DO THIS:
Your task is to print every entry below exactly as given.

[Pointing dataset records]
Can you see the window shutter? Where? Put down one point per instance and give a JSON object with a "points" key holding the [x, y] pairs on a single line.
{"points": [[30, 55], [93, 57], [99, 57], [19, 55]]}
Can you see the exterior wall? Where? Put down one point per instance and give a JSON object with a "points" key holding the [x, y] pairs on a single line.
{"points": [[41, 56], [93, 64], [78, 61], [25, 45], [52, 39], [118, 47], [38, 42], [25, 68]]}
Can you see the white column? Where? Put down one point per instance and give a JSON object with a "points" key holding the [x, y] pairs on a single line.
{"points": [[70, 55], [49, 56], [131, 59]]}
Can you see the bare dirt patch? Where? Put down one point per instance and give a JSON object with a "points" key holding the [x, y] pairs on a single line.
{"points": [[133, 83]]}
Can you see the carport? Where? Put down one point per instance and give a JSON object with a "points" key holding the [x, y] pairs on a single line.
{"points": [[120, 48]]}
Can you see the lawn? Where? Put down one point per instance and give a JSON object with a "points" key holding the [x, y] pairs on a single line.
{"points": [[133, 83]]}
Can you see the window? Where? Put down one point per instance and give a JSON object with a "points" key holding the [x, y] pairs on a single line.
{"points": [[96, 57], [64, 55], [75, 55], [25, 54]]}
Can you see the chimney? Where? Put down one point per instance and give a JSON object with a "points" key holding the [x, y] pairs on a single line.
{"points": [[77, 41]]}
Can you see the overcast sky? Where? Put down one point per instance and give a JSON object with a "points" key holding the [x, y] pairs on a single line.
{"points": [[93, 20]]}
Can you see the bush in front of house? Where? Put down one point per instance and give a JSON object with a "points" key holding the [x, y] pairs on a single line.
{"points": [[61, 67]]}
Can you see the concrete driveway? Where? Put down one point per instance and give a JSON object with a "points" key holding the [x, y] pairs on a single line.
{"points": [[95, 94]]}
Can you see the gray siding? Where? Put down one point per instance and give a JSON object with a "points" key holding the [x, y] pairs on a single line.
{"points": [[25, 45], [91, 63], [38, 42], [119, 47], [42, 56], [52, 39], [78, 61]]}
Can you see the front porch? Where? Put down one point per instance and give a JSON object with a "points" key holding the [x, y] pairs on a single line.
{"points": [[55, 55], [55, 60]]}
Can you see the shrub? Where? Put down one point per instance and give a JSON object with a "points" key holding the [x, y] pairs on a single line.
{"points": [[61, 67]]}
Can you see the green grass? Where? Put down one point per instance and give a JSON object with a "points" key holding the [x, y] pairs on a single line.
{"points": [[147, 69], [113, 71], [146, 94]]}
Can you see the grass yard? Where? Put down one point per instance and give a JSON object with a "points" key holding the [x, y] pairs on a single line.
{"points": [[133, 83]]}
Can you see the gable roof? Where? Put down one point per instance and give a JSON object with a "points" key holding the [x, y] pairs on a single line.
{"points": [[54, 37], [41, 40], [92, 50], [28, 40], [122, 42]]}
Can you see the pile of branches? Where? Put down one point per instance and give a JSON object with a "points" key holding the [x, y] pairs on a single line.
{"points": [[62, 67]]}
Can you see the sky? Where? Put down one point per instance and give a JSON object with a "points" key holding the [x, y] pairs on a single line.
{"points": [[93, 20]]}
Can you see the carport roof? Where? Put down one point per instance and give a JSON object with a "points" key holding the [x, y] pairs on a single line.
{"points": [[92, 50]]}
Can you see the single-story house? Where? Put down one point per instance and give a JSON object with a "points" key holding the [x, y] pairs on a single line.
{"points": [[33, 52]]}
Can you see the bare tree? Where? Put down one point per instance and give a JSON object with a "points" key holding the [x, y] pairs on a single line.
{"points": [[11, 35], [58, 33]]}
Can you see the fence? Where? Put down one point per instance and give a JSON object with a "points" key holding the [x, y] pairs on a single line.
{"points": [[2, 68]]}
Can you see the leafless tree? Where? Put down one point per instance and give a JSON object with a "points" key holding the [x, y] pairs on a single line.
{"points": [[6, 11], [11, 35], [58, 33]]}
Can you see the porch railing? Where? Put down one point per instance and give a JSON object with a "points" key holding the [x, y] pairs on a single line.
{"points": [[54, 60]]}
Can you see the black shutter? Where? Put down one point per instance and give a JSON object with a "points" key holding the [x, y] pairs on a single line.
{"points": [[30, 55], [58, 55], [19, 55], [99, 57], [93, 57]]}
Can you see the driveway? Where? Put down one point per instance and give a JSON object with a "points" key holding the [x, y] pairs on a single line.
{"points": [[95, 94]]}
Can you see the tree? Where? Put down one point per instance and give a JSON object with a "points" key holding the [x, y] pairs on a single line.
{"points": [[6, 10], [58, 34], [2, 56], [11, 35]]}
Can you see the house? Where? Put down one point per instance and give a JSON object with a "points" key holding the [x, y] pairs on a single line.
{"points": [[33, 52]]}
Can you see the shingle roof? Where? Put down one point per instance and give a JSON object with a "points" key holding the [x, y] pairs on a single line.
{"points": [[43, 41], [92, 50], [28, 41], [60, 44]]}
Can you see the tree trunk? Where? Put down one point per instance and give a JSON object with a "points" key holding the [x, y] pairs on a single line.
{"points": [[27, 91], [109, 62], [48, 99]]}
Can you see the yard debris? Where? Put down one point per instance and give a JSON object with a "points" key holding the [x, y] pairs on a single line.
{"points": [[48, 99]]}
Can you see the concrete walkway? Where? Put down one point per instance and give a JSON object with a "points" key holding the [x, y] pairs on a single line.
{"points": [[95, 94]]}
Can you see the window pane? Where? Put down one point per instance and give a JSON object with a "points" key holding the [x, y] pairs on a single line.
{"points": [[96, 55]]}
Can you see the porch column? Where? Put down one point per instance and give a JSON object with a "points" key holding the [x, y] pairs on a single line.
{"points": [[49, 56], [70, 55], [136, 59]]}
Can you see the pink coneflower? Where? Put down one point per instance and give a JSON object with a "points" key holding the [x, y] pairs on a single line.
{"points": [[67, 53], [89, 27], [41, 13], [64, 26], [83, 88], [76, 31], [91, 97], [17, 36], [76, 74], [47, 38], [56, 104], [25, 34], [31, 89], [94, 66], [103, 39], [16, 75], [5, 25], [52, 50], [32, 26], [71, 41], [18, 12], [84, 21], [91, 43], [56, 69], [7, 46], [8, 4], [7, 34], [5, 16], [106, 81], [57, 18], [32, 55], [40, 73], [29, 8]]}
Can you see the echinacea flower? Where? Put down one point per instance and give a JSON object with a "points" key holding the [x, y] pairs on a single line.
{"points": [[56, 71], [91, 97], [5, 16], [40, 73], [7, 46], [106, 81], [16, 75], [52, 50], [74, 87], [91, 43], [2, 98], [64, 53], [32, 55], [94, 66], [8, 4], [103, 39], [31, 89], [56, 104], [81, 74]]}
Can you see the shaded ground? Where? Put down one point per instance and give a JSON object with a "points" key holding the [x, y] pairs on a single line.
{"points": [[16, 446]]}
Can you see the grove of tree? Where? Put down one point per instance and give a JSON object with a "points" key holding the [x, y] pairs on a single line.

THE SOLUTION:
Can you see the window shutter? Where? Put down one point per instance and give a JSON object with a "points" key holding the [x, y] pairs on a single line.
{"points": [[30, 55], [93, 57], [99, 57], [19, 55]]}
Can you see the exterior wall? Where? Put down one point per instance and give a JSON object with a "points" key holding the [x, y] pairs on a single line.
{"points": [[41, 56], [93, 64], [78, 61], [25, 45], [52, 39], [118, 47], [38, 42], [25, 68]]}
Can you see the white column? Where? Put down one point per instance and give a JSON object with a "points" key holding the [x, y] pairs on a single line.
{"points": [[70, 55], [49, 56], [131, 59]]}
Can you see the bare dirt patch? Where? Put down one point per instance and give a JSON object with a "points" key holding the [x, y] pairs on a single line.
{"points": [[133, 83]]}
Can you see the carport? Where? Put down one point per instance and give a JSON object with a "points" key holding the [x, y] pairs on a single line.
{"points": [[120, 48]]}
Can you see the lawn? Where? Put down one point per instance and give a JSON object with a "points" key holding the [x, y] pairs on a single line.
{"points": [[133, 83]]}
Can you see the window? Where? Put down one point per instance and give a JSON object with a "points" key holding the [x, y] pairs on a single line.
{"points": [[96, 57], [64, 55], [75, 55], [25, 54]]}
Can you see the chimney? Where? Put down one point per instance and give a JSON object with a "points" key holding the [x, y] pairs on a single line.
{"points": [[77, 41]]}
Can you see the overcast sky? Where? Put down one point per instance and give a JSON object with a "points" key holding the [x, y] pairs on a single line.
{"points": [[93, 20]]}
Can you see the bush in front of house? Where? Put down one point per instance and give a JSON object with a "points" key holding the [x, y] pairs on a single line.
{"points": [[61, 67]]}
Can you see the concrete driveway? Where? Put down one point per instance and give a JSON object with a "points" key holding the [x, y] pairs on a single line.
{"points": [[95, 94]]}
Can you see the gray siding? Where? Put down one point per instance and give a JSON object with a "points" key holding the [x, y] pairs on a single line.
{"points": [[25, 45], [91, 63], [38, 42], [119, 47], [42, 56], [52, 39], [78, 61]]}
Can you see the front porch? Where? Put down one point per instance and give a JSON object with a "points" key holding the [x, y] pairs on a single line.
{"points": [[55, 55], [55, 60]]}
Can you see the shrub? Where? Put down one point per instance and give a JSON object with a "points" key holding the [x, y] pairs on a single line.
{"points": [[61, 67]]}
Can you see the green grass? Where? Put down one point per instance and give a JSON object with a "points" key holding the [x, y] pairs on a single line.
{"points": [[147, 69], [113, 71], [146, 94]]}
Can you see the grass yard? Where? Put down one point per instance and give a JSON object with a "points" key holding the [x, y] pairs on a single line.
{"points": [[133, 83]]}
Can you see the gable roof? Where? Put down one point per instance and give a JSON object with a "points" key holding the [x, y] pairs on a single line.
{"points": [[54, 37], [41, 40], [92, 50], [28, 40], [122, 42]]}
Can you see the pile of branches? Where? Put down one point per instance and give a JSON object with a "points" key holding the [x, y] pairs on a single line.
{"points": [[62, 67]]}
Can you see the sky? Where? Put down one point per instance and give a JSON object with a "points" key holding the [x, y] pairs on a single line.
{"points": [[93, 20]]}
Can you see the carport roof? Where? Put down one point per instance and give a JSON object with a "points" key holding the [x, y] pairs on a single line.
{"points": [[92, 50]]}
Can you see the single-story house? Where? Put down one point per instance and give a JSON object with a "points" key holding the [x, y] pairs on a single line.
{"points": [[33, 52]]}
Can you see the bare tree? Where? Put down one point per instance and give a JSON object with a "points" key holding the [x, y] pairs on a single line.
{"points": [[11, 35], [58, 33]]}
Can you see the fence? Where? Put down one point per instance and give a JSON object with a "points" key holding the [x, y] pairs on a single line.
{"points": [[2, 68]]}
Can you see the leafless tree? Where? Put down one point per instance and give a JSON object with a "points" key holding the [x, y] pairs on a single line.
{"points": [[6, 11], [11, 35], [58, 33]]}
Can you see the porch railing? Where? Put down one point per instance and give a JSON object with a "points" key holding the [x, y] pairs on a single line.
{"points": [[54, 60]]}
Can you see the black shutter? Where? Put down one point per instance and give a JSON object with a "points" key holding the [x, y] pairs on a single line.
{"points": [[30, 55], [58, 55], [19, 55], [99, 57], [93, 57]]}
Can you see the driveway? Where? Put down one point per instance and give a JSON object with a "points" key holding the [x, y] pairs on a single line.
{"points": [[95, 94]]}
Can you see the tree? Where? Put down one point per instance and give a JSON object with a "points" key holding the [x, y] pairs on a single line.
{"points": [[6, 10], [58, 34], [2, 56], [11, 35]]}
Can you see the house? Where? Put down one point per instance and give a JSON object with a "points" key holding the [x, y] pairs on a single line.
{"points": [[33, 52]]}
Can you see the shingle roof? Where? Put down one point per instance and give a JSON object with a "points" key holding the [x, y] pairs on a single line.
{"points": [[43, 41], [92, 50], [28, 41], [60, 44]]}
Can you see the tree trunk? Where? Put down one point per instance and give a JSON object with a "points" key holding the [x, y] pairs on a single line.
{"points": [[27, 91], [109, 62], [48, 99]]}
Can you see the yard debris? Where? Put down one point per instance and give a JSON object with a "points" key holding the [x, y] pairs on a single line.
{"points": [[48, 99]]}
Can you see the concrete walkway? Where? Put down one point per instance and give a JSON object with a "points" key holding the [x, y] pairs on a single line.
{"points": [[95, 94]]}
Can you see the window pane? Where? Put down one point per instance and give a JSON object with a "points" key holding the [x, y] pairs on a single line.
{"points": [[96, 55]]}
Can you see the porch column? Where? Put down one point per instance and give a JSON object with a "points" key holding the [x, y] pairs on a single line.
{"points": [[49, 56], [70, 55], [136, 59]]}
Can you see the pink coneflower? Where? Put down one point per instance and give a JSON object with a "points" key holding the [x, y] pairs on a single line.
{"points": [[67, 53], [89, 27], [41, 13], [64, 26], [83, 88], [76, 31], [91, 97], [17, 36], [76, 74], [47, 38], [56, 104], [25, 34], [31, 89], [94, 66], [103, 39], [16, 75], [5, 25], [52, 50], [32, 26], [71, 41], [18, 12], [84, 21], [91, 43], [56, 69], [7, 46], [8, 4], [7, 34], [5, 16], [106, 81], [57, 18], [32, 55], [40, 73], [29, 8]]}
Can you see the echinacea flower? Where? Put down one point per instance and give a JSON object with a "points" key holding the [x, y] pairs on a single line.
{"points": [[56, 71], [91, 97], [5, 16], [40, 73], [7, 46], [106, 81], [16, 75], [52, 50], [74, 87], [91, 43], [2, 98], [64, 53], [32, 55], [94, 66], [8, 4], [103, 39], [31, 89], [56, 104], [81, 74]]}
Can you see the shaded ground? Where? Put down one point per instance and give a JSON object with a "points" key holding the [x, y] pairs on a single line.
{"points": [[16, 446]]}
Can you see the grove of tree? Where? Put down one point per instance and give a JSON object with a "points" key holding the [x, y] pairs on a single line.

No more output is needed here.